* [Exercise brief] List every person whose name appears as a signature at the end of a message in the email thread below.

* [Document text]
## BEGIN
Re: Nature's vs. Science's Embargo Policy

From: Jan Velterop <jan_at_BIOMEDCENTRAL.COM>
Date: Fri, 10 Jan 2003 17:36:10 -0000

BioMed Central waives charges for those who cannot stump up the $500 and
make a reasonable case for that.

Jan Velterop

> -----Original Message-----
> From: Alan Story [mailto:a.c.story_at_UKC.AC.UK]
> Sent: 10 January 2003 16:18
> To: AMERICAN-SCIENTIST-OPEN-ACCESS-FORUM_at_LISTSERVER.SIGMAXI.ORG
> Subject: Re: Nature's vs. Science's Embargo Policy
>
>
> I agree that there are distinctions to be made between the
> two systems,
> Fytton.
>
> What I object to is one system that charges for the ability
> to be "speak"
> dissing a system that charges for the right to "listen"( or
> perhaps more
> accurately, the right to produce and read accessible
> information)on the
> grounds that the former is in favour of open access and that
> the latter is
> not. Both are against it, albeit in different ways.
>
> Many researchers, academic and otherwise, in many parts of
> the world have
> lots worth saying, but simply cannot "stump up" $US500 each time that
> they --- and peer reviewers ----agree they have something
> worthwhile/important to say as the BioMed model requires.
> Sitting here in
> our well-funded universities in the US and Europe -- or well-founded
> compared to many parts of the world -- we tend to forget that
> many such
> researchers work at institutions where "of course" they don't
> have the funds
> to pay their staff for access to BioMed as a
> contributor...and not merely as
> a reader.
>
> Alan Story
> Kent Law School
>
>
>
>
>
>
>
>
>
>
>
> -----Original Message-----
> From: September 1998 American Scientist Forum
> [mailto:AMERICAN-SCIENTIST-OPEN-ACCESS-FORUM_at_LISTSERVER.SIGMAXI.ORG]On Behalf Of Fytton
> Rowland
> Sent: Friday 10 January 2003 15:33
> To: AMERICAN-SCIENTIST-OPEN-ACCESS-FORUM_at_LISTSERVER.SIGMAXI.ORG
> Subject: Re: Nature's vs. Science's Embargo Policy
>
>
> Every information system has to be paid for somehow, since it has
> unavoidable costs. The only way that you can (appear to)
> charge nobody is
> to have some kind of operating subsidy from somewhere. In
> discussion and
> analysis, it is helpful, in my view, to make a clear
> distinction between
> systems that charge the creator of the information and
> systems that charge
> the reader (or their respective institutions, of course). So
> I find the
> rather negative comment below a bit unhelpful.
>
> Fytton Rowland.
## END
* [Information shown]
## BEGIN
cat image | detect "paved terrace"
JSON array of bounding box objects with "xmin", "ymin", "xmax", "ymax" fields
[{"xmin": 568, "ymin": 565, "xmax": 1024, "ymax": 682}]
## END
* [The reply] Jan Velterop, Alan Story, Fytton Rowland